Simultaneously intriguing and brutal; a masterpiece of Giallo
With this film, Argento raised the bar for Giallo's. With it's spanning plot, complete with highly inventive ideas and intriguing theme; Profondo Rosso is an absolute highlight in the sub-genre. The film follows a female medium who, while giving a lecture, senses the presence of a murderer in the room that is transmitting murderous thoughts to her. Pretty soon after, she is brutally murdered by an unknown assassin, under the watchful eye of Mark (David Hemmings); a professional piano player. As you would expect from Giallo, Mark then takes it upon himself to get to the bottom of the murder and, along with a nosey female journalist (Daria Nicolodi), he conducts his own investigation. However, things are never that simple and aside from trying to solve the murder, he also finds himself being pursued by the maniac...will he be able to discover the truth before it's too late?
Profondo Rosso is, in the collective eyes of the horror fanatics, Argento's number two (Suspiria being number one). I don't actually agree with that; as I think that Tenebre, Opera and Bird With the Crystal Plumage belong in front of this one, but Profondo Rosso is definitely up there, so who am I to complain? This film features a lot more bloodshed than anything Argento had made previously, and that is definitely a good thing. However, the plot does slow down at times, and it's not paced as well as Bird with the Crystal Plumage is. It's also somewhat wayward, with it spending lots of time on certain things, such as the investigation in the haunted house, and not a lot of time on other things that are just as important to the mystery. Despite there being quite a few death scenes, I do feel that Argento would have been better served either adding another one to increase the excitement, or maybe cutting the film down a little to make it run more smoothly. The murders that Dario does give us, however, are brutal to say the least! We've got a woman burned to death in a bath of scolding water, another woman smashed through a glass window, a man having his teeth smashed against a table (not too dissimilar to the 'curb' scene in American History X) and, of course, the final death, which has to be seen to be believed - an amazingly over the top scenario to say the least!
David Hemmings take the lead role in Profondo Rosso, and does a very good job of it. Hemmings is, of course, most famous for his role in Blow-Up, and his role here isn't too different from that one. Starring alongside Hemmings is Daria Nicolodi, the actress that has starred in a number of Argento's films (Opera, Inferno and Tenebre to name three) and also collaborated with Argento on another fine creation. I'm sure you know who I'm talking about. Also getting in on the fun is Gabriele Lavia, whom Argento fans will remember from Inferno (also, curiously, called Carlo). Dario Argento's direction here is nothing short of sublime. His use of the camera is more than assured and some of the camera angles and images that are presented on screen are amazing. Dario Argento deserves every piece of praise that he gets and anyone that sees this film will not find it hard to see why.
Overall, Profondo Rosso ranks as an absolute must see. It's one of the finest Giallo's ever made and is a career highlight for everyone involved. Highly recommended viewing for all.

§ **STORED DATA**
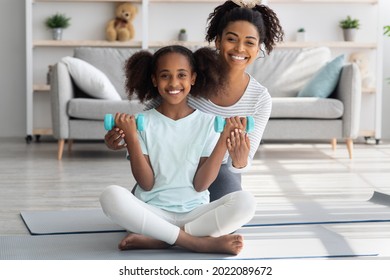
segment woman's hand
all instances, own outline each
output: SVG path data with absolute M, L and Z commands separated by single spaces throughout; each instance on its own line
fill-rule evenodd
M 227 138 L 227 149 L 235 168 L 244 168 L 248 164 L 250 141 L 246 133 L 246 118 L 229 118 L 226 124 L 230 123 L 230 135 Z
M 123 140 L 124 137 L 125 134 L 123 133 L 123 130 L 119 129 L 118 127 L 114 127 L 106 133 L 104 136 L 104 142 L 111 150 L 121 150 L 127 146 Z

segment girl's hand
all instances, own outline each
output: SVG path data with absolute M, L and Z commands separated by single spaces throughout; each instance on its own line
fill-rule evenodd
M 126 143 L 130 139 L 138 139 L 137 137 L 137 123 L 135 121 L 134 115 L 129 115 L 125 113 L 116 113 L 115 114 L 115 126 L 123 131 L 123 139 Z
M 125 134 L 123 133 L 123 130 L 114 127 L 106 133 L 104 136 L 104 142 L 109 149 L 120 150 L 127 146 L 127 144 L 123 141 L 124 137 Z

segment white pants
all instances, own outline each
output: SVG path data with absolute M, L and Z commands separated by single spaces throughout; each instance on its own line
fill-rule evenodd
M 168 212 L 136 198 L 130 191 L 111 185 L 100 196 L 104 213 L 126 230 L 174 244 L 180 228 L 192 236 L 226 235 L 252 219 L 256 202 L 246 191 L 222 198 L 187 213 Z

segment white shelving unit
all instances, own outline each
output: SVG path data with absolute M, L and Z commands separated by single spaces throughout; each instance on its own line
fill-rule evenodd
M 41 59 L 41 57 L 35 58 L 34 53 L 39 52 L 38 50 L 45 50 L 49 53 L 65 53 L 63 56 L 68 55 L 69 51 L 72 51 L 75 47 L 89 46 L 89 47 L 113 47 L 113 48 L 144 48 L 148 47 L 160 47 L 166 44 L 172 43 L 180 43 L 187 46 L 193 45 L 207 45 L 206 42 L 196 40 L 196 41 L 188 41 L 188 42 L 177 42 L 177 41 L 161 41 L 155 40 L 154 38 L 150 38 L 150 11 L 151 6 L 161 5 L 161 4 L 170 4 L 175 5 L 175 9 L 180 9 L 179 5 L 176 4 L 185 4 L 185 5 L 204 5 L 204 4 L 212 4 L 212 6 L 216 6 L 223 1 L 220 0 L 135 0 L 131 1 L 133 4 L 138 5 L 139 8 L 139 22 L 137 32 L 141 34 L 135 40 L 128 42 L 108 42 L 104 40 L 104 35 L 98 38 L 72 38 L 65 39 L 61 41 L 48 40 L 47 38 L 41 38 L 42 36 L 36 36 L 34 34 L 33 23 L 36 20 L 34 14 L 36 9 L 39 10 L 45 5 L 51 5 L 52 12 L 56 12 L 54 7 L 57 4 L 77 4 L 77 5 L 86 5 L 90 7 L 90 5 L 98 4 L 102 5 L 104 3 L 108 3 L 112 5 L 116 2 L 129 2 L 128 0 L 25 0 L 26 1 L 26 76 L 27 76 L 27 88 L 26 88 L 26 112 L 27 112 L 27 131 L 26 131 L 26 140 L 30 142 L 33 136 L 51 134 L 50 127 L 40 127 L 34 126 L 34 96 L 37 94 L 44 94 L 50 92 L 50 87 L 43 82 L 42 77 L 46 76 L 45 73 L 39 73 L 39 77 L 37 72 L 42 72 L 42 69 L 46 69 L 45 67 L 37 67 L 37 64 L 45 63 Z M 272 7 L 276 12 L 279 9 L 283 9 L 283 7 L 290 7 L 289 5 L 304 5 L 305 7 L 310 5 L 316 9 L 316 5 L 321 7 L 321 5 L 332 5 L 334 7 L 338 7 L 339 4 L 342 5 L 367 5 L 367 9 L 376 9 L 379 11 L 378 0 L 268 0 L 267 4 Z M 159 6 L 160 7 L 160 6 Z M 194 6 L 195 7 L 195 6 Z M 176 11 L 175 11 L 176 12 Z M 211 12 L 211 9 L 208 11 Z M 313 12 L 315 13 L 315 12 Z M 321 13 L 321 9 L 318 10 L 318 13 Z M 110 17 L 112 15 L 108 15 Z M 137 17 L 138 17 L 137 16 Z M 166 17 L 166 15 L 165 15 Z M 325 16 L 326 17 L 326 16 Z M 162 20 L 164 17 L 162 17 Z M 190 19 L 187 19 L 189 21 Z M 302 19 L 305 20 L 305 19 Z M 379 17 L 378 17 L 379 20 Z M 73 22 L 73 19 L 72 19 Z M 204 24 L 206 23 L 206 17 L 202 21 Z M 283 22 L 282 22 L 283 24 Z M 327 23 L 324 22 L 323 25 Z M 380 22 L 377 23 L 378 30 L 382 30 L 382 25 Z M 205 26 L 204 26 L 205 27 Z M 285 26 L 288 27 L 288 26 Z M 379 28 L 380 27 L 380 28 Z M 42 28 L 44 28 L 42 26 Z M 202 27 L 203 28 L 203 27 Z M 286 29 L 286 28 L 285 28 Z M 204 29 L 203 29 L 204 30 Z M 66 31 L 65 31 L 66 32 Z M 81 32 L 81 31 L 80 31 Z M 37 32 L 39 33 L 39 32 Z M 80 36 L 74 36 L 80 37 Z M 368 97 L 369 100 L 365 104 L 364 110 L 362 110 L 362 120 L 368 120 L 366 123 L 362 124 L 361 136 L 375 138 L 377 142 L 381 138 L 381 100 L 382 100 L 382 83 L 380 82 L 379 77 L 382 76 L 382 49 L 381 49 L 381 40 L 382 33 L 378 32 L 378 36 L 376 40 L 372 40 L 372 42 L 344 42 L 340 39 L 331 39 L 327 40 L 322 39 L 314 39 L 308 42 L 296 42 L 293 40 L 286 40 L 285 42 L 279 44 L 277 48 L 306 48 L 306 47 L 315 47 L 315 46 L 328 46 L 331 49 L 339 50 L 342 52 L 351 51 L 351 50 L 364 50 L 376 53 L 376 62 L 375 64 L 375 76 L 377 77 L 377 82 L 372 88 L 365 88 L 363 90 L 363 98 Z M 367 108 L 369 105 L 370 108 Z M 50 117 L 50 116 L 48 116 Z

§ **WORK ITEM**
List every Dario Argento film other than Profondo Rosso that the film review above mentions by title.

§ **EXERCISE RESULT**
Suspiria, Tenebre, Opera, Bird With the Crystal Plumage, Inferno